### 本文 ###

【おさらい=レイアウトの5つの基本】第1回:レイアウトが苦手なデザイナー必見

今さら聞けないレイアウトデザインの基本。全3回連載でレイアウトの基本のキを解説していきます。グラフィックデザイナー、Webデザイナー、パッケージデザイナーはもちろん、プロダクトデザイナーや建築デザイナーにもプレゼンシートを作る時に必要となるベーシックな知識です。
頭の中の勝手なイメージや、以前に見たものに似せて、カンでレイアウトをしてしまっている人はぜひ読んでみてください。ちょっと意識するだけで、印象は大きく変わります。また、自分でレイアウトをしないデザイン関係の方も、知識として知っていると仕事の幅が広がると思います。

はじめに

「レイアウトの下手なデザイナーが年々増えている。」と広告系デザインプロダクションの社長さんに叱られたことがあります。それはデザイン教師をしていた筆者を鼓舞する言葉でもあったのですが、確かに20年前、30年前に比べるとグラフィックデザインの中でレイアウトが軽視されていると感じる場面があります。

デザイナー自身が軽視しているかどうかは別として、デザインの作業過程でレイアウトがおざなりに済まされている時があると思います。
Macでサイズ取りした中に文字データをとりあえず流し込んでみる。こんなスタートは実に不安なものです。

ということで、レイアウトが苦手な人、自信がない人、さらにレイアウトってよく分からないと言う人に、その第一歩を解説するのが今回の「レイアウトの5つの基本」です。
基本として5つの意識すべきポイントを示します。そのルールに従ってレイアウトすると、大きな効果があるはずです。せっかく良いビジュアルを考えて写真の仕上がりも良かったのに、レイアウトしたらイマイチなんてことはもう終わりにしましょう。

なお、レイアウトが上手いと自他共に認められる人は、その方法が独自の方法であっても全く構わないと思います。今回の記事はあくまで一般的な5つの基本として読んでみてください。

 

レイアウト5つの基本

1)情報整理
2)視線誘導
3)大きさのバランス
4)空間
5)揃える

・どうスタートするか
5つの項目を具体的に解説していく前に、もう少し概念的な話にお付き合いください。

「デザイン」と言う言葉には『計画』『設計』と言う意味があります。キャリアデザイン、都市デザインなどに使われる時がわかりやすい例でしょう。
もちろんレイアウトデザインを行う場合にもこの意味は生きています。行き当たりばったりで進むのではなく、基本的には、まず最初にサムネールやラフスケッチを描いて全体の計画を考えなければいけません。大まかな設計図と言ったところでしょうか。

デザインの目的を考慮して、どのようなレイアウトが効果的か?それをいくつも考えます。この工程をおろそかにして、次のステップへ進んでしまうと後になって逆に時間がかかることがあります。じっくりと時間をかけてレイアウトの組み合わせを多く出してみましょう。

### 提示資料 ###

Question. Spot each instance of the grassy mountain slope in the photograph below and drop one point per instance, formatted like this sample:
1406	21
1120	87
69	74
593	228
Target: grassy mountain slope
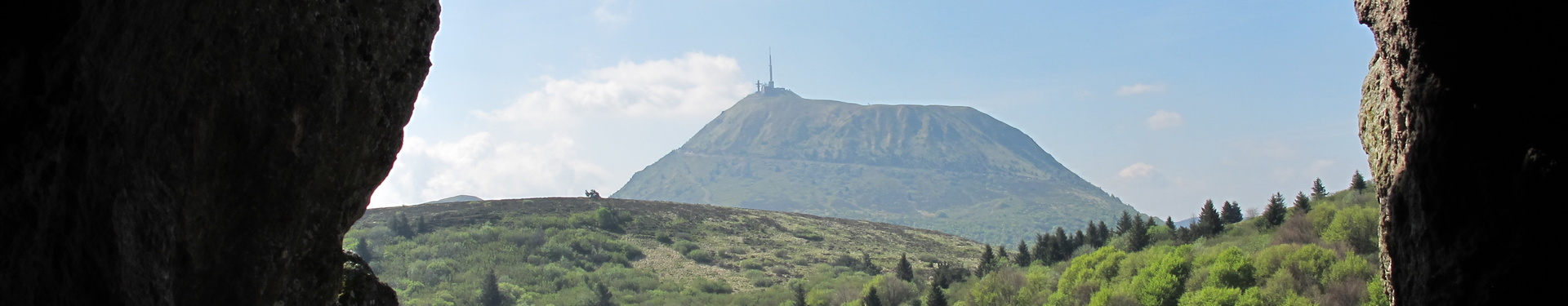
947	168
554	250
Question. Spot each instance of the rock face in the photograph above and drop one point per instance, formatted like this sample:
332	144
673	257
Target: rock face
946	168
1462	122
198	153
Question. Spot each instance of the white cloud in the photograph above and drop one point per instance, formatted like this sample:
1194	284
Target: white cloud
695	83
1140	88
1164	120
1137	171
532	148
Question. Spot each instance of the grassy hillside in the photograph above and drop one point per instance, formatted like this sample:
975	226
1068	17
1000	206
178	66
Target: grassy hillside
557	250
946	168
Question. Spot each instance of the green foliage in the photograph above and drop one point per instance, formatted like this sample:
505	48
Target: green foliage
1355	226
1233	268
1213	297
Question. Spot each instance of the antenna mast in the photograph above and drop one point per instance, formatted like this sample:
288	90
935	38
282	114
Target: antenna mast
770	68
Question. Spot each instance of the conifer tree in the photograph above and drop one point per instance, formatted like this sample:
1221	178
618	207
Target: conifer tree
871	297
1209	222
1123	224
1302	203
1358	183
490	292
603	295
1022	258
1102	234
1274	214
1137	237
905	272
935	295
1317	188
800	292
1232	212
985	263
363	248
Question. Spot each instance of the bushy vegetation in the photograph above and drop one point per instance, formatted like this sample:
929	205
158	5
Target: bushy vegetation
1319	251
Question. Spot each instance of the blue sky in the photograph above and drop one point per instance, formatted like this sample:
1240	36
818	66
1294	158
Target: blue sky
1164	104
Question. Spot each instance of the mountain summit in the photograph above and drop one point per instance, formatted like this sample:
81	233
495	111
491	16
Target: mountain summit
946	168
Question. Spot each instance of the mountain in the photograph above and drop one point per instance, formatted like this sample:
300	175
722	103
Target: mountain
458	198
550	250
946	168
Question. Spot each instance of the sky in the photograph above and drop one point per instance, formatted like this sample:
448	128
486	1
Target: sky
1160	102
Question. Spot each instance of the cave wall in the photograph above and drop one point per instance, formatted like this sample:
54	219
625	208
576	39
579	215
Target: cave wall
1462	118
199	153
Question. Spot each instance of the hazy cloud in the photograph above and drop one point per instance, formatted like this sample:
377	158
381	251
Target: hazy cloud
1164	120
695	83
1137	171
533	146
1140	88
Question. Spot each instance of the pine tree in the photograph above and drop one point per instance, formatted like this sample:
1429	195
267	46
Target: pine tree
1022	258
1274	214
871	297
1302	203
1102	234
603	295
987	259
800	292
1358	183
1317	188
490	292
1000	256
1209	222
905	272
363	248
935	295
1123	224
1232	212
1137	237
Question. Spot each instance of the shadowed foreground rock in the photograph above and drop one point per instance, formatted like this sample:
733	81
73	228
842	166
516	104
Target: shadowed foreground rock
199	153
1463	124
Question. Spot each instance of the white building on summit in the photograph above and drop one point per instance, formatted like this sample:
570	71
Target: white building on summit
768	88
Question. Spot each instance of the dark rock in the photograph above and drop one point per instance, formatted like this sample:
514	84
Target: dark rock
1462	122
198	153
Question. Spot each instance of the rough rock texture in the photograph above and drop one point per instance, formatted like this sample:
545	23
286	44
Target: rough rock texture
1462	122
198	153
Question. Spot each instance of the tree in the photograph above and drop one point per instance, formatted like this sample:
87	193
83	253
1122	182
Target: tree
1302	203
987	263
363	248
800	294
1123	224
1358	183
1232	212
603	295
1209	222
400	226
1022	258
935	295
1317	188
490	292
905	272
1137	237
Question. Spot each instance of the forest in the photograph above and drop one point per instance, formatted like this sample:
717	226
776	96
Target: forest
1312	248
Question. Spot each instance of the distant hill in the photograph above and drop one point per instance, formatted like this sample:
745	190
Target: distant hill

###

やること:
1: レイアウトの基本を扱う本文は、なぜレイアウトの最初にサムネールやラフスケッチを描いて全体の計画を考えるべきだとしているのですか。本文が示す理由を1〜3文で説明してください。
2: レイアウトの基本を扱う本文が挙げている「レイアウト5つの基本」を、すべて書き出してください。
3: レイアウトの基本を扱う本文を、最後の文の後から書き継いでください。

回答:
1: 「デザイン」という言葉には『計画』『設計』という意味があり、レイアウトデザインでもその意味が生きているため、行き当たりばったりではなく、まず大まかな設計図となる全体の計画を考える必要があるからです。また、効果的なレイアウトを考えるこの工程をおろそかにして次へ進むと、後になって逆に時間がかかることがあるからです。

2: 情報整理、視線誘導、大きさのバランス、空間、揃える

3:
アナログ回帰を謳っているのではありません。
サムネールは一般的にはまだまだアナログで描きますが、ペンタブやタッチペンの進化を考えるとパソコン内やタブレット端末などでも一向に構わないと思います。重要なのは、具体的なレイアウトのMac作業に移る前に、立ち止まって全体像を熟考することです。

また、全体のビジュアル・アイディア自体がレイアウトのアイディアになっているケースも多々あると思います。その場合は、レイアウトのサムネールを作る主旨を考えて、レイアウトする要素のボリュームをリアルに掴んでサムネールを描きます。

「レイアウト5つの基本」と作業の流れの関係は以下のようになります。
情報整理 → サムネール(視線誘導、大きさのバランス、空間)を意識する → ある程度、案が絞られたら、揃える

それでは各項目の説明へ進みます。
今回は、5つのうち、1と2です。

1)情報整理

そのデザインで使用する要素を全て並べます。メイン写真、商品写真、解説図、ロゴ、コピーもキャッチコピー、ボディコピーの他に詳細情報や注意書きがあれば、それらも一度全て一堂に並べます。
そして、優先順位と関係性を整理します

この作業を行わない若いデザイナーは案外多いとにらんでいます。以前はやっていても、中途半端に慣れて来て止めてしまった人もいるでしょう。当たり前ですが、情報の整理は必ず行いましょう。

・優先順位
要素の中で優先順位を考えます。一番に目を留めて欲しい要素。一番重要な要素。逆に最後に気がついて欲しい要素などです。
もちろん、全てに順位を付ける必要はありません。中間にはどちらが優先されるか曖昧な要素も当然あります。その場合はその旨を記しておきましょう。

・関係性
優先順位と同時に各要素の関係性を明確にしましょう。それに従って分類しておくのも良いかもしれません。
関係性と言っても難しく考えることはありません。極端に言えば、「商品写真」と「商品スペック」とは連結している。さらに、「会期会場」と「会場住所」は連結しても良いが別でも良い。「会期会場」は「会期」と「会場」に分けても良い。などと言う要素の結び付きの関係です。

情報整理の方法は人それぞれ、関連要素をまさに机に並べる人、ノートに書き出す人、頭の中に憶えておく器用な人もいるでしょう。十人十色とは思いますが、基本のキの参考として筆者のお手軽な情報整理例を載せておきます。

 

2)視線誘導

レイアウト作業、つまり要素を配置して行く時に重要になるのが『視線誘導』です。画面の中で、制作者の意図した順番で受け手が見るように、視線の流れをある程度コントロールします。かっこいいバランスだけで配置して、重要な要素を見落とされてはデザインした意味が失われてしまいます。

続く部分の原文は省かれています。